## Exercise requirements:
Using "positive" as the search string, find the matching lines below and copy them.

**** Given entries

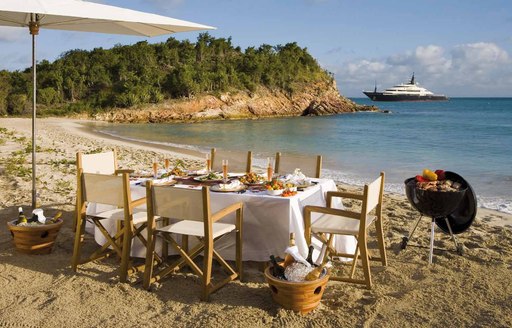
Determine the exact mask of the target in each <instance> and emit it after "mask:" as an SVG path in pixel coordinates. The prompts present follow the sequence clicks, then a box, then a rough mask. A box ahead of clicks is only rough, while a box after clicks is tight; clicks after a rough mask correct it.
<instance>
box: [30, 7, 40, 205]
mask: <svg viewBox="0 0 512 328" xmlns="http://www.w3.org/2000/svg"><path fill="white" fill-rule="evenodd" d="M34 16H35V15H34V14H32V15H31V19H30V24H29V29H30V34H31V35H32V83H33V87H32V92H33V94H32V208H33V209H35V208H37V192H36V106H37V105H36V96H37V80H36V35H38V34H39V24H38V22H37V19H36V20H35V19H34Z"/></svg>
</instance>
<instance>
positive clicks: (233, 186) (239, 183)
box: [219, 180, 242, 190]
mask: <svg viewBox="0 0 512 328" xmlns="http://www.w3.org/2000/svg"><path fill="white" fill-rule="evenodd" d="M241 184H242V183H241V182H240V181H238V180H233V181H231V182H230V183H220V184H219V188H220V189H223V190H232V189H236V188H238V187H240V185H241Z"/></svg>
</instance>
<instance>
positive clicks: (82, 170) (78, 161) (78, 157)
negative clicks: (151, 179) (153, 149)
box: [73, 149, 134, 232]
mask: <svg viewBox="0 0 512 328" xmlns="http://www.w3.org/2000/svg"><path fill="white" fill-rule="evenodd" d="M112 153H113V159H114V168H113V171H114V174H115V175H120V174H123V173H133V172H134V170H130V169H118V166H117V152H116V150H115V149H112ZM87 155H95V154H83V153H82V152H78V153H76V171H77V177H78V171H79V170H80V169H82V171H83V172H84V167H83V157H84V156H87ZM84 173H95V172H84ZM80 191H81V190H80V189H79V188H77V189H76V208H78V206H79V202H80V199H81V195H80V194H79V192H80ZM76 226H77V220H76V217H75V219H74V220H73V232H75V231H76Z"/></svg>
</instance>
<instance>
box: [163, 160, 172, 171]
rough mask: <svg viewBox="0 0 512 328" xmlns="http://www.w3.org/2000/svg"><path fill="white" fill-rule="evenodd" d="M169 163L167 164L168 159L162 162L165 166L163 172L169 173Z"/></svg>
mask: <svg viewBox="0 0 512 328" xmlns="http://www.w3.org/2000/svg"><path fill="white" fill-rule="evenodd" d="M170 164H171V163H170V162H169V159H168V158H166V159H165V161H164V166H165V172H169V166H170Z"/></svg>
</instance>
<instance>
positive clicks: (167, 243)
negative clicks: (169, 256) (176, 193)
mask: <svg viewBox="0 0 512 328" xmlns="http://www.w3.org/2000/svg"><path fill="white" fill-rule="evenodd" d="M162 221H163V222H162V225H163V226H164V227H166V226H168V225H169V219H168V218H164V219H163V220H162ZM168 257H169V243H168V242H167V240H165V238H162V260H166V259H167V258H168Z"/></svg>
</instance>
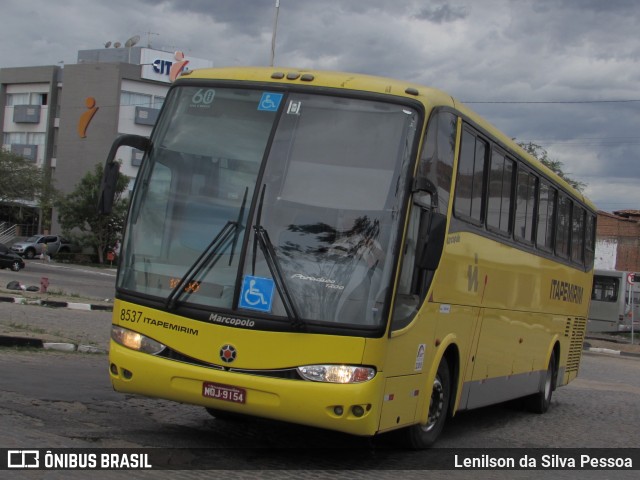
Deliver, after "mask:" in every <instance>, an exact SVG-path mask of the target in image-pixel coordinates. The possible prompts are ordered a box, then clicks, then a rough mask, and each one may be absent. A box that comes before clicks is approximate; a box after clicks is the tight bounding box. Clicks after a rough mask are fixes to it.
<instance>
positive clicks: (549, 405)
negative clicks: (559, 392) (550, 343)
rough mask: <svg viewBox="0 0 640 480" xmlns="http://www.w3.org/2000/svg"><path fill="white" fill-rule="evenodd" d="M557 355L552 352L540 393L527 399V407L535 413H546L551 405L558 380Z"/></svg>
mask: <svg viewBox="0 0 640 480" xmlns="http://www.w3.org/2000/svg"><path fill="white" fill-rule="evenodd" d="M556 375H557V374H556V353H555V352H551V357H550V358H549V365H548V366H547V372H546V373H545V376H544V382H543V383H542V385H541V386H540V391H539V392H538V393H534V394H533V395H530V396H528V397H525V399H524V401H525V407H526V409H527V410H529V411H530V412H533V413H545V412H546V411H547V410H549V406H550V405H551V396H552V395H553V390H554V389H555V379H556Z"/></svg>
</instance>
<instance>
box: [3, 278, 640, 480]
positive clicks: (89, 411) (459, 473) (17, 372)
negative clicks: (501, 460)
mask: <svg viewBox="0 0 640 480" xmlns="http://www.w3.org/2000/svg"><path fill="white" fill-rule="evenodd" d="M45 268H46V267H45ZM110 323H111V313H110V312H101V311H73V310H69V309H60V308H56V309H52V308H45V307H41V306H34V305H17V304H2V303H0V333H1V329H2V328H5V329H6V328H12V329H15V330H19V329H22V330H23V331H25V332H33V333H37V334H38V335H52V336H55V337H64V338H67V339H69V340H70V341H73V342H75V343H81V344H91V345H95V346H98V347H100V349H101V350H103V351H106V349H107V347H108V342H109V330H110ZM107 363H108V362H107V356H106V353H97V354H83V353H77V352H75V353H60V352H52V351H45V350H35V351H24V350H15V349H6V348H5V349H2V348H0V432H2V434H1V435H0V447H5V448H14V447H16V446H20V447H23V448H29V447H33V446H38V447H42V448H57V447H82V448H88V447H169V448H177V447H189V448H191V447H207V448H215V449H218V450H216V451H217V452H220V450H219V449H220V448H228V447H231V448H230V449H227V450H224V452H225V454H228V455H226V456H227V457H228V458H226V459H225V460H226V461H228V462H231V464H232V468H230V470H231V471H224V472H223V471H214V472H206V471H205V472H201V471H186V472H179V473H178V472H157V471H154V472H127V474H126V477H127V478H145V479H146V478H149V479H151V478H153V479H154V480H155V479H157V478H172V479H173V478H178V477H179V478H212V477H218V476H223V477H225V478H247V479H249V478H250V479H255V478H301V477H302V478H397V477H398V476H402V477H406V478H419V479H424V478H439V477H443V478H444V477H446V478H447V479H457V478H474V479H479V478H500V479H502V478H505V479H507V478H508V479H520V478H522V479H525V478H545V477H548V476H549V472H541V471H537V472H522V471H510V472H504V471H502V472H482V471H479V472H478V471H476V472H458V471H446V472H445V471H442V472H425V471H418V469H417V468H416V467H415V465H416V462H417V463H418V464H420V462H421V460H420V458H421V457H419V455H420V454H416V453H415V452H413V453H412V452H400V453H398V454H394V455H393V456H392V457H384V462H386V464H387V465H388V464H392V465H394V466H396V465H397V468H398V469H402V468H412V466H413V469H414V471H406V470H405V471H403V472H402V473H400V472H394V471H389V470H380V469H374V470H370V469H368V468H369V467H371V466H372V465H373V464H372V463H370V464H366V458H365V459H364V460H363V459H362V458H355V459H354V460H353V461H356V462H361V463H357V464H356V467H358V468H360V469H359V470H357V471H341V470H335V471H332V472H327V471H313V470H305V471H300V470H295V469H294V470H287V465H286V464H285V465H284V467H282V463H275V465H277V468H284V469H283V470H275V471H274V470H271V468H276V467H274V463H273V462H276V459H273V460H272V461H271V463H269V462H270V461H269V459H265V458H258V459H256V455H255V452H254V453H252V452H251V450H249V451H247V450H246V449H247V448H250V449H251V448H263V447H265V446H268V447H287V448H289V447H291V448H295V449H298V450H293V452H294V454H293V455H294V456H296V454H295V452H296V451H297V452H302V451H304V452H305V454H304V455H307V454H308V452H317V454H318V455H320V457H319V458H320V459H321V460H322V459H324V460H326V458H324V457H323V456H326V455H327V453H326V452H325V451H324V450H323V449H324V448H325V447H328V446H330V447H339V448H340V449H341V450H340V451H342V452H355V453H354V455H355V454H357V452H362V451H364V452H371V450H370V443H369V442H368V441H367V440H363V439H359V438H354V437H349V436H345V435H340V434H336V433H332V432H325V431H321V430H315V429H310V428H304V427H299V426H295V425H286V424H280V423H275V422H269V421H266V420H250V421H247V422H239V423H238V422H228V421H227V422H225V421H222V420H217V419H214V418H213V417H211V416H209V415H208V414H207V413H206V412H205V411H204V410H203V409H202V408H200V407H193V406H188V405H180V404H176V403H172V402H167V401H164V400H156V399H147V398H141V397H134V396H130V395H121V394H118V393H115V392H113V390H112V389H111V386H110V384H109V381H108V373H107ZM638 398H640V360H639V359H637V358H621V357H613V356H607V355H594V354H585V355H584V356H583V363H582V366H581V371H580V376H579V378H578V379H577V380H576V381H574V382H572V383H571V384H570V385H569V386H566V387H563V388H561V389H560V390H558V391H557V392H555V394H554V401H553V406H552V409H551V410H550V411H549V412H548V414H546V415H532V414H529V413H526V412H523V411H522V410H521V409H520V408H519V407H518V406H517V405H515V404H505V405H499V406H494V407H489V408H484V409H481V410H476V411H471V412H464V413H462V414H460V415H458V416H457V417H456V418H455V419H453V420H452V421H451V422H450V423H449V425H448V426H447V428H446V430H445V432H444V434H443V436H442V438H441V440H440V442H439V444H438V446H439V447H440V448H464V447H468V448H477V447H483V448H505V447H525V448H554V449H561V448H567V447H574V448H589V447H591V448H599V447H606V448H612V449H614V450H613V451H616V449H620V448H625V447H629V446H633V447H636V446H637V445H640V428H638V425H640V402H638ZM383 445H384V443H383ZM374 446H376V445H375V444H374ZM376 448H377V447H376ZM300 449H301V450H300ZM373 451H374V452H375V451H376V450H373ZM558 451H561V450H558ZM367 455H369V453H367ZM416 455H418V456H416ZM301 456H302V457H303V458H304V461H305V462H308V464H309V465H312V464H313V463H312V460H311V459H309V457H308V456H303V455H302V454H301V453H300V454H298V455H297V456H296V458H297V460H298V461H299V460H300V458H299V457H301ZM296 458H293V459H292V460H291V462H292V463H291V464H290V465H289V466H290V467H291V468H296V465H297V464H296ZM380 458H381V457H380V456H379V455H378V456H377V457H376V458H372V460H373V461H374V462H375V461H380ZM255 462H258V464H260V462H266V463H265V465H264V466H265V468H263V469H260V470H257V471H256V470H255V466H256V465H255ZM277 462H281V459H277ZM422 464H424V463H422ZM305 465H306V464H305ZM297 466H298V467H299V465H297ZM246 468H251V469H252V470H244V469H246ZM335 468H336V469H338V468H339V467H335ZM1 473H2V477H3V478H20V479H21V478H46V479H67V478H78V479H80V478H82V479H84V478H87V476H88V473H89V472H65V471H56V472H53V471H51V472H29V475H25V474H23V473H22V472H21V474H19V475H18V474H15V472H1ZM4 473H9V475H7V476H6V477H5V475H4ZM45 473H46V475H45ZM116 475H117V474H116V473H113V472H91V478H92V479H102V478H105V479H111V478H122V474H121V475H117V476H116ZM552 477H553V478H580V479H581V480H587V479H605V478H607V479H608V478H636V477H637V471H636V472H621V471H617V472H589V471H579V472H578V471H570V470H569V471H554V472H553V474H552Z"/></svg>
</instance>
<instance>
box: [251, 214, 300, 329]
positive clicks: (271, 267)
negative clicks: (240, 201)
mask: <svg viewBox="0 0 640 480" xmlns="http://www.w3.org/2000/svg"><path fill="white" fill-rule="evenodd" d="M253 230H254V232H255V238H256V239H257V242H258V245H260V250H262V253H263V255H264V259H265V260H266V262H267V267H269V271H270V272H271V276H272V277H273V281H274V282H275V284H276V288H277V289H278V293H279V294H280V298H281V299H282V305H283V306H284V310H285V312H287V317H289V320H290V321H291V325H292V326H293V327H294V328H297V329H299V330H303V329H304V328H305V326H306V325H305V323H304V321H303V320H302V319H301V318H300V315H298V310H297V309H296V306H295V303H294V302H293V297H292V296H291V293H290V292H289V287H288V286H287V282H286V281H285V277H284V275H283V273H282V268H281V267H280V262H279V261H278V257H277V256H276V251H275V249H274V248H273V243H271V240H270V239H269V234H268V233H267V231H266V230H265V229H264V227H262V225H254V227H253Z"/></svg>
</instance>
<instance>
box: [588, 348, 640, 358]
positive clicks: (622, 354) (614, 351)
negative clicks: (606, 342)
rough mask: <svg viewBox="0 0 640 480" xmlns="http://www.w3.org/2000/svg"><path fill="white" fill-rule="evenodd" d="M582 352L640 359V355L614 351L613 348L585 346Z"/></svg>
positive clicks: (634, 353)
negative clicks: (617, 355) (604, 347)
mask: <svg viewBox="0 0 640 480" xmlns="http://www.w3.org/2000/svg"><path fill="white" fill-rule="evenodd" d="M582 350H583V351H585V352H589V353H603V354H606V355H618V356H620V357H635V358H640V353H632V352H623V351H621V350H613V349H611V348H601V347H587V346H585V347H584V348H583V349H582Z"/></svg>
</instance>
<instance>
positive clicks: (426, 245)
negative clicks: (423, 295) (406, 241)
mask: <svg viewBox="0 0 640 480" xmlns="http://www.w3.org/2000/svg"><path fill="white" fill-rule="evenodd" d="M413 203H414V204H415V205H416V206H418V207H419V208H420V209H421V210H420V227H419V229H418V239H417V244H416V268H418V269H421V270H435V269H436V268H438V264H439V263H440V257H441V256H442V249H443V248H444V239H445V231H446V227H447V217H446V216H445V215H443V214H441V213H438V212H437V210H438V189H437V188H436V186H435V185H434V183H433V182H432V181H431V180H429V179H428V178H426V177H418V178H416V180H415V183H414V185H413Z"/></svg>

********

## Answer to this task:
positive clicks: (233, 186) (239, 183)
positive clicks: (82, 170) (78, 161) (78, 157)
positive clicks: (167, 243)
positive clicks: (549, 405)
positive clicks: (89, 411) (459, 473) (17, 372)
positive clicks: (271, 267)
positive clicks: (622, 354) (614, 351)
positive clicks: (634, 353)
positive clicks: (426, 245)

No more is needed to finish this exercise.